Dataset excerpts
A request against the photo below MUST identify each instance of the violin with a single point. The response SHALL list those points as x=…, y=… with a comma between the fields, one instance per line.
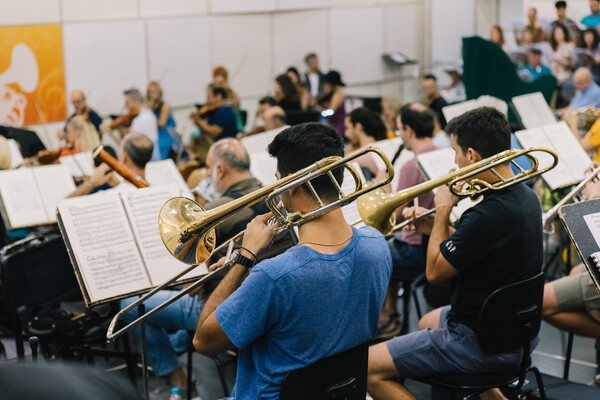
x=123, y=120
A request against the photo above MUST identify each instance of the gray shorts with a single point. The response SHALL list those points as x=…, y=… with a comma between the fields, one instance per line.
x=576, y=293
x=452, y=348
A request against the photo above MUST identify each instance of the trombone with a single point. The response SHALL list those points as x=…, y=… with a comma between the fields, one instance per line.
x=549, y=216
x=187, y=230
x=377, y=209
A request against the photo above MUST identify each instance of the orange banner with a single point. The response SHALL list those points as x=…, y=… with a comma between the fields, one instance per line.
x=32, y=79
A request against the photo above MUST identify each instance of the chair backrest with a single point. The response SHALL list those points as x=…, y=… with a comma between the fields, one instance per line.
x=511, y=316
x=341, y=376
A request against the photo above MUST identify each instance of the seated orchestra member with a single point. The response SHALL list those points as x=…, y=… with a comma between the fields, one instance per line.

> [TRY IT] Verbatim repeat, images removed: give each entry again exactly as it reads.

> [REPLY]
A request against the photo below MUST identify each instance of the violin with a single point. The response SHALL list those points as x=…, y=… with a comma between the fields, one instance per line.
x=123, y=120
A request against the photo above MUST identify each instance of the gray shorts with a single point. The response SHALL list those points as x=…, y=… with a comma between the fields, one instance per line.
x=576, y=293
x=452, y=348
A request against the photo above MUST identify each instance of the trombone with a single point. The response SHALL list those points as x=…, y=… with a comma between the fields, one instance per line.
x=549, y=216
x=187, y=230
x=377, y=209
A request against the photo above MUST identify each instance of the orange banner with a single point. The response SHALL list those points as x=…, y=… with a comma between the fields, one instance per line.
x=32, y=79
A request against the photo above MUST identify each instance of the chair backrest with a single point. The response SHALL list those points as x=…, y=… with a comma between the fields, one instance per line.
x=511, y=316
x=341, y=376
A request against the photo above MUST identify each instance of the seated orchestra member with a single point. The response SHALL list those points as x=…, y=… with a comma between the fields, one instance per line.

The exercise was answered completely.